Exercise prompt:
Print the listing again exactly, leaving nothing out.
──────── Records shown ────────
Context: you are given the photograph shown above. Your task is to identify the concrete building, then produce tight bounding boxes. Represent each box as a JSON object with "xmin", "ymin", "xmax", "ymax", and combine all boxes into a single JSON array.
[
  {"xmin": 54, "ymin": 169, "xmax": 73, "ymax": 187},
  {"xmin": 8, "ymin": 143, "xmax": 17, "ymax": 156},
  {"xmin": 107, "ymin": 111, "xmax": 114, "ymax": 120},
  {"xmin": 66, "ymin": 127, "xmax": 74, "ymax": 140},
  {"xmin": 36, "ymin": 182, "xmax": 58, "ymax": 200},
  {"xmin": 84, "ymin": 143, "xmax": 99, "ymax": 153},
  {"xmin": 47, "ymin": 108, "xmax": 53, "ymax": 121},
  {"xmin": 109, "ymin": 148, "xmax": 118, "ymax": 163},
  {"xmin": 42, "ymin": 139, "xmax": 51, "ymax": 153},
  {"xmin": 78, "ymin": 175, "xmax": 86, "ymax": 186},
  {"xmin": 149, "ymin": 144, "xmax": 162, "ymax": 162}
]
────────
Reply:
Context: you are given the photograph shown above. Your task is to identify the concrete building, then produce tight bounding boxes. Represent each box as a JSON object with "xmin", "ymin", "xmax", "ymax", and combine all boxes into a single JSON array.
[
  {"xmin": 54, "ymin": 169, "xmax": 73, "ymax": 187},
  {"xmin": 8, "ymin": 143, "xmax": 17, "ymax": 156},
  {"xmin": 107, "ymin": 111, "xmax": 114, "ymax": 120},
  {"xmin": 66, "ymin": 127, "xmax": 74, "ymax": 140},
  {"xmin": 36, "ymin": 182, "xmax": 58, "ymax": 200},
  {"xmin": 84, "ymin": 143, "xmax": 99, "ymax": 153},
  {"xmin": 47, "ymin": 108, "xmax": 53, "ymax": 121},
  {"xmin": 109, "ymin": 148, "xmax": 118, "ymax": 163},
  {"xmin": 42, "ymin": 139, "xmax": 51, "ymax": 153},
  {"xmin": 78, "ymin": 175, "xmax": 86, "ymax": 186},
  {"xmin": 149, "ymin": 144, "xmax": 162, "ymax": 162}
]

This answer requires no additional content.